■ **CHALLENGE**:
Copy out the records below, swapping "habitat tally" for "terrain survey" throughout and keeping everything else the same. Omit the pictures from your copy.

■ **Records for labeling locations**:
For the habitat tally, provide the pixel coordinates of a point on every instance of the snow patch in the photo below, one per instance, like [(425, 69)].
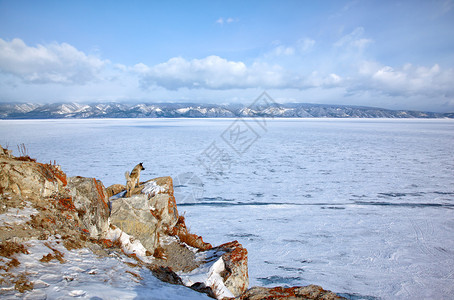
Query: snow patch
[(128, 243), (152, 188), (15, 216), (209, 274)]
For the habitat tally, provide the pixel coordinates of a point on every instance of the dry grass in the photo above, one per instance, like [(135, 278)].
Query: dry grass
[(160, 253), (7, 249), (56, 255), (22, 284)]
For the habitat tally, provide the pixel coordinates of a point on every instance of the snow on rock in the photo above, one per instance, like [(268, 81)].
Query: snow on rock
[(152, 188), (208, 275), (128, 243), (83, 274), (16, 216)]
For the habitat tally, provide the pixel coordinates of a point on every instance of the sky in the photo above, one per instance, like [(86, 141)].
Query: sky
[(390, 54)]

■ **RESULT OF THE TASK**:
For the terrain survey, provide the pixel coordinates of a point on every instance of the snow patch in the photo below, one per instance, like [(425, 69)].
Query: snow patch
[(128, 243), (152, 188), (15, 216), (209, 274)]
For the terrain survey, provide the pixel coordinates of a point on every instance of the dry grass in the photo above, one per instance, like [(135, 278)].
Query: dry grass
[(160, 253), (7, 249), (56, 255), (22, 284)]
For the terrain survey, provide the pixel coordinates of a point on every instance of the snow on rock in the photo above, one per instance, like [(268, 81)].
Query: snow on rock
[(152, 188), (208, 275), (128, 243), (83, 274), (16, 216)]
For the terrain survey, provide the pixel coordinates of a point on every instance of the sky in the photo above, one per instance, like [(86, 141)].
Query: sky
[(390, 54)]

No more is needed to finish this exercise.